Louis XIV ayant uni l’Europe contre lui, la France se retrouve finalement seule à poursuivre la flibuste dans les Caraïbes pendant une quarantaine d’années avant d’y mettre, elle aussi, un terme. L’Europe des années 1710 est en paix et, dans les Antilles, c’est désormais le commerce qui compte. Si la majorité des flibustiers acceptent de rentrer dans le rang, de se faire planteurs ou capitaines de navire marchand, une minorité entêtée refuse. Déjà habitués, du temps de la flibuste, à passer d’un gouverneur à un autre, à ne plus avoir d’allégeance, ils deviendront pirates.
+ + +
-- Consigne A --
Citez mot pour mot les lignes des entrées, en commençant par la ligne qui contient "of the album" et en allant jusqu'à la dernière ligne des entrées, ces deux lignes comprises.
L'extrait ci-dessus et les entrées forment deux documents distincts.
+ + +
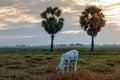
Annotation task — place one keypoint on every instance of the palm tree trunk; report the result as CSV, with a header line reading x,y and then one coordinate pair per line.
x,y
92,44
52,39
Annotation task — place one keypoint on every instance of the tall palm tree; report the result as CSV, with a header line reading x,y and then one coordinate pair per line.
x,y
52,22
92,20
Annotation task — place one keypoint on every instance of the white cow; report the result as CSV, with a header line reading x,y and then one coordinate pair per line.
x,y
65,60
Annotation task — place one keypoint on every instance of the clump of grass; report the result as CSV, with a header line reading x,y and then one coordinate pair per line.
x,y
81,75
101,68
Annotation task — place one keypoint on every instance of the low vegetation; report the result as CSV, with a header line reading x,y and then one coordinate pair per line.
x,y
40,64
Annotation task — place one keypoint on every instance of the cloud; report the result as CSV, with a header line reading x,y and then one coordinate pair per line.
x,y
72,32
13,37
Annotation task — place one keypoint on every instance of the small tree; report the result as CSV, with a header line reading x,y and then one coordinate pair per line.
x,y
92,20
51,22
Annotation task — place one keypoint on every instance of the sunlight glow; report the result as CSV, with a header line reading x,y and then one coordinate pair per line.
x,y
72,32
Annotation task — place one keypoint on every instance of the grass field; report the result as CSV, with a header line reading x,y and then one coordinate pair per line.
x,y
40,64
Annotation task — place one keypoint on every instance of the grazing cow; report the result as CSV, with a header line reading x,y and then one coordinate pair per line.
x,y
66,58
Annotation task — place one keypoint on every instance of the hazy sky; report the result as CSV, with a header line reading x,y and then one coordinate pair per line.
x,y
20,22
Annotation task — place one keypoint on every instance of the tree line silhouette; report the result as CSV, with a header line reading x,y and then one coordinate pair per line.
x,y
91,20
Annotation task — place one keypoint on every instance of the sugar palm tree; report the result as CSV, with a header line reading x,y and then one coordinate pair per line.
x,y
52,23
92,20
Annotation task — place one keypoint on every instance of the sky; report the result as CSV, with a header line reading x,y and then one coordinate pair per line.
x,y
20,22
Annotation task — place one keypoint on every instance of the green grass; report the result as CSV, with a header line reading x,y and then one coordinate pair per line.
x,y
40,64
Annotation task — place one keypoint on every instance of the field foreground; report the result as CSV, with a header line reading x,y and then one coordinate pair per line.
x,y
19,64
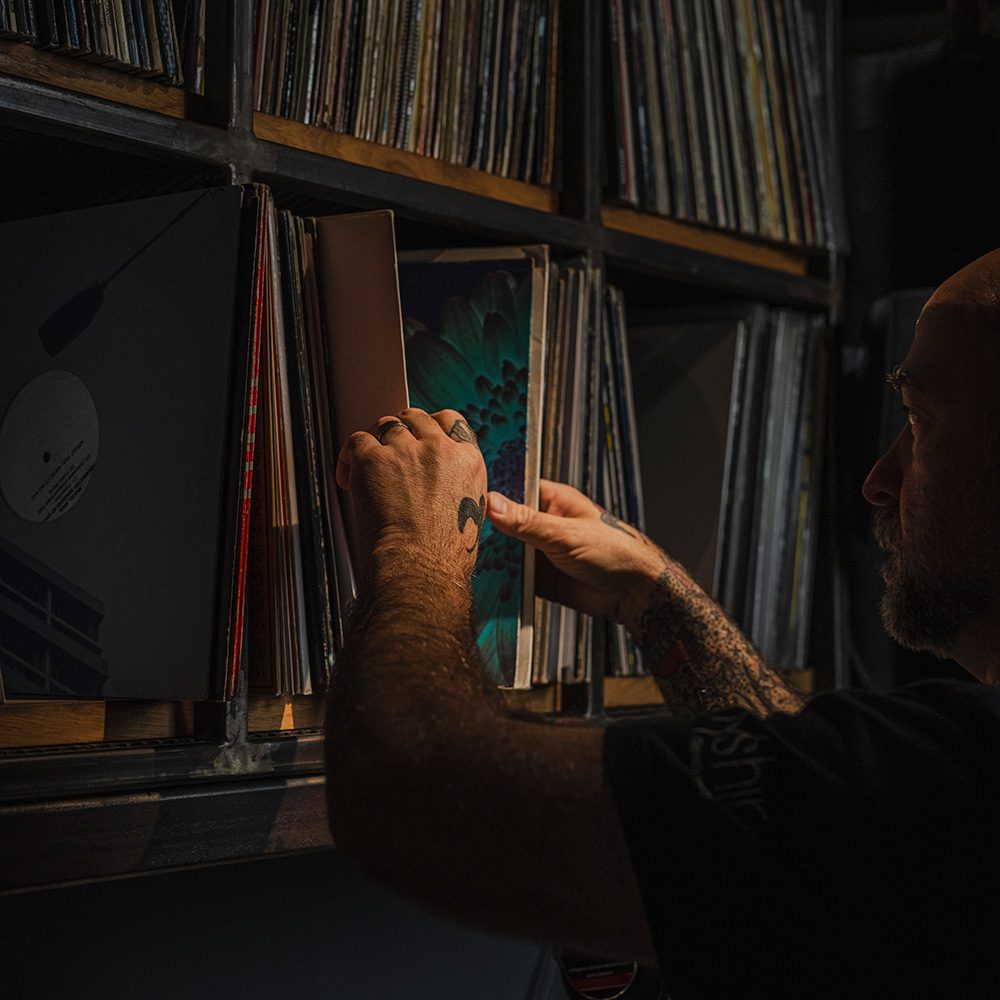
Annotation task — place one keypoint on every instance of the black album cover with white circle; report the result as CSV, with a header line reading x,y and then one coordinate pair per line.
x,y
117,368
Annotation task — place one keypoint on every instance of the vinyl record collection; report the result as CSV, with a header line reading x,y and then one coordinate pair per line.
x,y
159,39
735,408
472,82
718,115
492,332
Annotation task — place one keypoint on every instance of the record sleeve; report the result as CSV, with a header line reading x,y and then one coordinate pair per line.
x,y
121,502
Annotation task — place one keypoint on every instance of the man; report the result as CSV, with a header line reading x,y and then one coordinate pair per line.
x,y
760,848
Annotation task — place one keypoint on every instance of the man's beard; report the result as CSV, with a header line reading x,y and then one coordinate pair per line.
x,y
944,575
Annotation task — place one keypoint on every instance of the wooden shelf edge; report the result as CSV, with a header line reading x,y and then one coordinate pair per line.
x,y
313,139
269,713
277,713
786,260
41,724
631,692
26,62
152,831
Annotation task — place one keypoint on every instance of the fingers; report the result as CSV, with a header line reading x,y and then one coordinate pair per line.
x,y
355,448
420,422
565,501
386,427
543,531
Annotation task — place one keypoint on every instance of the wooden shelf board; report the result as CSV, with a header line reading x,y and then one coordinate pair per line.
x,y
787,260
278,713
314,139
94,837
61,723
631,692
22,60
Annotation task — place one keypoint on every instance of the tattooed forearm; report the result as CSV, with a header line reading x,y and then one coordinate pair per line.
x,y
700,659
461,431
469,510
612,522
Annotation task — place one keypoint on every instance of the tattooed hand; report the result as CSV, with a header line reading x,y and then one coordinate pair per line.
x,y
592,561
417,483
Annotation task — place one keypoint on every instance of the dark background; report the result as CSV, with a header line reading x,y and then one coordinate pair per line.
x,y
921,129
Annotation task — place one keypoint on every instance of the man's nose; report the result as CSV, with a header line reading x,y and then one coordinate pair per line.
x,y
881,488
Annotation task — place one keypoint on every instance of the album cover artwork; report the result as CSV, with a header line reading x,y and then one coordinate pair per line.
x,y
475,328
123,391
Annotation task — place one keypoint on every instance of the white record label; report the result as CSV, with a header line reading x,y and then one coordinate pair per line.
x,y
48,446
+ + +
-- Consigne B --
Imprimez sans rien changer le passage de l'extrait sur la flibuste, en commençant par "Louis XIV ayant" et en allant jusqu'à "ils deviendront pirates." inclus.

-- Réponse complète A --
Annotation task — place one keypoint on every instance of the album cover artwork; report the result as CSV, with a header line reading x,y and then one coordinate pair per line.
x,y
475,328
123,391
Annotation task — place one keypoint on every instance of the white record label; report the result as CSV, with a header line reading x,y and then one coordinate pair per line.
x,y
48,446

-- Réponse complète B --
Louis XIV ayant uni l’Europe contre lui, la France se retrouve finalement seule à poursuivre la flibuste dans les Caraïbes pendant une quarantaine d’années avant d’y mettre, elle aussi, un terme. L’Europe des années 1710 est en paix et, dans les Antilles, c’est désormais le commerce qui compte. Si la majorité des flibustiers acceptent de rentrer dans le rang, de se faire planteurs ou capitaines de navire marchand, une minorité entêtée refuse. Déjà habitués, du temps de la flibuste, à passer d’un gouverneur à un autre, à ne plus avoir d’allégeance, ils deviendront pirates.